───── Excerpt to read

AbstractsBiology & Animal Science


by Krithika Rajaram

Institution: Indiana University
Year: 2015
Keywords: Cathepsin B; Chlamydia; Interferon-gamma; muridarum; Nitric oxide; Reactive oxygen species
Record ID: 2059590
Full text PDF: http://hdl.handle.net/2022/19697


The host response towards chlamydial infection mobilizes elements of both innate and adaptive immunity, culminating in the production of the Th1 cytokine interferon-gamma (IFN-γ). IFN-γ induces a variety of anti-chlamydial programs, many of which are unique to either humans or mice. Consequently, the human pathogen Chlamydia trachomatis and its near-identical murine relative C. muridarum have evolved to survive and cause disease in their respective hosts. Understanding the mechanisms that contribute to chlamydial niche specificity will facilitate the creation of improved mouse models for the study of human chlamydial disease. To this end, we examined a small chlamydial genomic region of extreme divergence called the Plasticity Zone (PZ) in C. muridarum for its alleged roles in host specificity and virulence. Using a newly adapted reverse genetic technique, we determined that much of the PZ is in fact dispensable in the murine genital tract. We concomitantly embarked on a screen for C. muridarum mutants that were no longer resistant to IFN-γ and uncovered a gain-of-function mutation in an orf outside the PZ that led to dramatic attenuation in mice. IFN-γ is secreted by multiple cell types including macrophages, which participate in innate as well as adaptive immune responses. IFNγ-dependent and -independent defense mechanisms mounted by macrophages contribute significantly to bacterial clearance. Specifically, the amount of nitric oxide (NO) produced by macrophages in response to different infectious doses determines infection outcome in mice. We discovered that the in vivo regulation of infection by NO is also replicated in cell culture. Murine macrophage cell lines infected at high multiplicities of infection cause chlamydial death because of a massive NO response that is triggered by elevated levels of reactive oxygen species (ROS) and lysosomal cathepsin B activity. Taken together, our work elucidates the mechanisms behind important host and chlamydial defense strategies, offering insight into the evolutionary adaptations that are a consequence of the relentless host-pathogen arms race.

──────────

[The problem] Please translate this sentence from the abstract into Spanish: "IFN-γ induces a variety of anti-chlamydial programs, many of which are unique to either humans or mice." The lines that come next have no connection to the abstract.

───── Supplied records

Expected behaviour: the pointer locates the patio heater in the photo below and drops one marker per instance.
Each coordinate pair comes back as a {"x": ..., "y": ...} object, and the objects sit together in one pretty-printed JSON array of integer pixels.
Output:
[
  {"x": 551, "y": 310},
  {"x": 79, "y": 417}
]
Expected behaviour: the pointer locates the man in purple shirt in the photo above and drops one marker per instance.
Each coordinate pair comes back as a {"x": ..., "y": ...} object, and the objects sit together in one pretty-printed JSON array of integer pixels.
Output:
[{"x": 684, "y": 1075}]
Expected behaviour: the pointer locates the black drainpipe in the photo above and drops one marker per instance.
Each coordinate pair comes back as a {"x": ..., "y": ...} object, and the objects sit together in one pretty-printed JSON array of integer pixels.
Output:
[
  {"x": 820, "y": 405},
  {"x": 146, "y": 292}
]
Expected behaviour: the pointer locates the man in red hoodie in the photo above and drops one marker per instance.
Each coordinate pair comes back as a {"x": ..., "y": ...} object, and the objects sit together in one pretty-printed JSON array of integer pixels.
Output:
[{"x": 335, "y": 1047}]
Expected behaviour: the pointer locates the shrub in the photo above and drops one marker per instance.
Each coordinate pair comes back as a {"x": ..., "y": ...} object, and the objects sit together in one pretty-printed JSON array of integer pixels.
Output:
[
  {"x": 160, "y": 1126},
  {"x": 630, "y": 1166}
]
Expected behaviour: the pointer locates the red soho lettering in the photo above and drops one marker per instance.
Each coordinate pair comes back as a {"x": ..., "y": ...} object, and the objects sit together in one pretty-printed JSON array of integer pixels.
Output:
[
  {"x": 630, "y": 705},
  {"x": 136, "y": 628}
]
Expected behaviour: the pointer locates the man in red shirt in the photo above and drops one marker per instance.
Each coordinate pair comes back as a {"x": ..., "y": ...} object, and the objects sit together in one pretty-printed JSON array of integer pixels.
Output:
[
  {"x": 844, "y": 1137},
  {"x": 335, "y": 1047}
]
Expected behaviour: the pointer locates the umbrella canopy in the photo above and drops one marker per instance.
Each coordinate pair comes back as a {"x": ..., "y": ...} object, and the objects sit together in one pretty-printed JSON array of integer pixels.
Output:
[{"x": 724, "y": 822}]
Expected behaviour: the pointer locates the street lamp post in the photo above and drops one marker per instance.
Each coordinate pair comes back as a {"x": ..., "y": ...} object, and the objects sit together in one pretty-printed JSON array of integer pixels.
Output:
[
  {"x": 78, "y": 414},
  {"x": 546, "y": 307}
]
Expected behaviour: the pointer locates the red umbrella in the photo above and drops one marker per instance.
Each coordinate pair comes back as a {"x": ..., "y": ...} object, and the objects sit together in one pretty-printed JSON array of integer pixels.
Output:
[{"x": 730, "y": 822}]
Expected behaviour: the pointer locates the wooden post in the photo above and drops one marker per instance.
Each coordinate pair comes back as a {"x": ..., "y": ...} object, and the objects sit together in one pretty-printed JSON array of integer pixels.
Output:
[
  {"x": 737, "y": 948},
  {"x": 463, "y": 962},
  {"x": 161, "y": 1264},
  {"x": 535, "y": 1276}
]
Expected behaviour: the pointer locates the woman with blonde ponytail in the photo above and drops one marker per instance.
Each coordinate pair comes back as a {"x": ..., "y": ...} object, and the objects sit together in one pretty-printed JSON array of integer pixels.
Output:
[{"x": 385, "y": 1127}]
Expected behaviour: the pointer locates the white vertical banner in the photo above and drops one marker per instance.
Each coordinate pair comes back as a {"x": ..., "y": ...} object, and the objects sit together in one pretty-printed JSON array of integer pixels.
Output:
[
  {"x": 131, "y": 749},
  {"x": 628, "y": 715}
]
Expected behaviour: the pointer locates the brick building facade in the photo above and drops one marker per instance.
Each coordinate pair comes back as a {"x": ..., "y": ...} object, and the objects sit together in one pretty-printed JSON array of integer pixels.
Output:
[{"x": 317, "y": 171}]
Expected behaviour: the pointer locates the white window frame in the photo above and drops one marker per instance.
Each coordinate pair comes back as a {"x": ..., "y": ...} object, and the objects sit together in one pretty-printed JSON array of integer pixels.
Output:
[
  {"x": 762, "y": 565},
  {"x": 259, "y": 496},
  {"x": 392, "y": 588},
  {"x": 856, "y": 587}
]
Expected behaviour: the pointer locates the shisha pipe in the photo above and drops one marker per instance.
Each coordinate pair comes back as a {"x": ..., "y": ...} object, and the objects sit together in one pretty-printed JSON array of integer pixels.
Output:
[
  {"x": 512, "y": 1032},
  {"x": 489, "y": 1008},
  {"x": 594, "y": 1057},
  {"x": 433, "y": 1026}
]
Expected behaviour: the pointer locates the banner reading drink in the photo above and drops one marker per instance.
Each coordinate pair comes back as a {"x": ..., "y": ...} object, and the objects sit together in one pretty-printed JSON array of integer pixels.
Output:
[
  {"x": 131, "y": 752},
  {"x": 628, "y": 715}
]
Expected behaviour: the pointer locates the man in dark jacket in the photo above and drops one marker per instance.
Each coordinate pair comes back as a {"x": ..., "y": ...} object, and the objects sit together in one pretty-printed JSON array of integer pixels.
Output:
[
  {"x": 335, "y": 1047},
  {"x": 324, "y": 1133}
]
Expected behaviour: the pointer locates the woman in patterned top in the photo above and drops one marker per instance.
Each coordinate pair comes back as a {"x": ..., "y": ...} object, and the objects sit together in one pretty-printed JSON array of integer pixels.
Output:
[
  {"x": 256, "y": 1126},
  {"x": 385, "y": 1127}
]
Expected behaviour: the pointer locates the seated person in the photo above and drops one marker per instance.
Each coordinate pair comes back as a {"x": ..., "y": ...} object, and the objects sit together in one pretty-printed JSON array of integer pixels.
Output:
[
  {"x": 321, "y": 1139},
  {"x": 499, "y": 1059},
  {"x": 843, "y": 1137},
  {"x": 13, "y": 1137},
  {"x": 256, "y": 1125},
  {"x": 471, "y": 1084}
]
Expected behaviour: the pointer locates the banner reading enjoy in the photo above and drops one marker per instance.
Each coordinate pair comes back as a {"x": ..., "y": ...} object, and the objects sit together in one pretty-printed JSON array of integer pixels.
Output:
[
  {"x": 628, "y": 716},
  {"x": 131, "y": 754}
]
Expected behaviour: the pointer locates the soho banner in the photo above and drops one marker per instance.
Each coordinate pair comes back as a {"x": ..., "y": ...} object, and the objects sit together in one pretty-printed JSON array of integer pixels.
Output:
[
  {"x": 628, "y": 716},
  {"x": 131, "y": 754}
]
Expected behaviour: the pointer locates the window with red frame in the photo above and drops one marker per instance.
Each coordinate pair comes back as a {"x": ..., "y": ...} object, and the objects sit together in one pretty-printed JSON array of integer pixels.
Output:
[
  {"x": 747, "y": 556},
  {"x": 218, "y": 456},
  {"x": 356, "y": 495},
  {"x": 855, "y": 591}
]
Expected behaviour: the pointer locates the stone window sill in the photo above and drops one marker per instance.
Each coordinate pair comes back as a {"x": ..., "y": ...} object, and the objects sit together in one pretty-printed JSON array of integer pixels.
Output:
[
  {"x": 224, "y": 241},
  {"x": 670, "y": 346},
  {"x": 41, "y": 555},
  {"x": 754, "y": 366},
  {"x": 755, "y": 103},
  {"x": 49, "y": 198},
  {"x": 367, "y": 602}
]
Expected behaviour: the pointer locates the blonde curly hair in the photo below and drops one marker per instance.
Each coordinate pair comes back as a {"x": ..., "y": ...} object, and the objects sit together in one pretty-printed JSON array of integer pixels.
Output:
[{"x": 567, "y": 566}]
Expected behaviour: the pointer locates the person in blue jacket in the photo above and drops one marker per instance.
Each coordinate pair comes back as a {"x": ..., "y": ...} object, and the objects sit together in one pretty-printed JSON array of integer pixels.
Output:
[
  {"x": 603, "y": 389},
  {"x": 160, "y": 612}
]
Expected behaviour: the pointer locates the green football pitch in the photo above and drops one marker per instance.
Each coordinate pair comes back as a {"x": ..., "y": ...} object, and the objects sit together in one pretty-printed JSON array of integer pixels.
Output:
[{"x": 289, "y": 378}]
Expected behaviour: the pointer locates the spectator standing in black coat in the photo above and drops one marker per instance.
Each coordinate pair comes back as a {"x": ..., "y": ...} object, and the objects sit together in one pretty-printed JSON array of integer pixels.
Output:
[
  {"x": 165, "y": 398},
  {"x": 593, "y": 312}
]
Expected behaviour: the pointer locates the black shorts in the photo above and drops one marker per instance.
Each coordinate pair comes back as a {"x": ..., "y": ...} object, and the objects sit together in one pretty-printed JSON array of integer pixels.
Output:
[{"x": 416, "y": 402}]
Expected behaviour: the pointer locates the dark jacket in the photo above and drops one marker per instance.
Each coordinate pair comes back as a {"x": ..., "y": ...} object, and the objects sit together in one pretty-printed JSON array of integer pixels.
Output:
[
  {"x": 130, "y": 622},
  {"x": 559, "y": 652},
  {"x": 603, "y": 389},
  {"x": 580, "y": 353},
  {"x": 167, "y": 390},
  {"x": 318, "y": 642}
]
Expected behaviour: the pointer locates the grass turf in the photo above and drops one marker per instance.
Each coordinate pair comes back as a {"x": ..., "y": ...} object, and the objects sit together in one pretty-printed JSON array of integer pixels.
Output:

──────────

[Output below] El IFN-γ induce una variedad de programas anticlamidiales, muchos de los cuales son exclusivos de los humanos o de los ratones.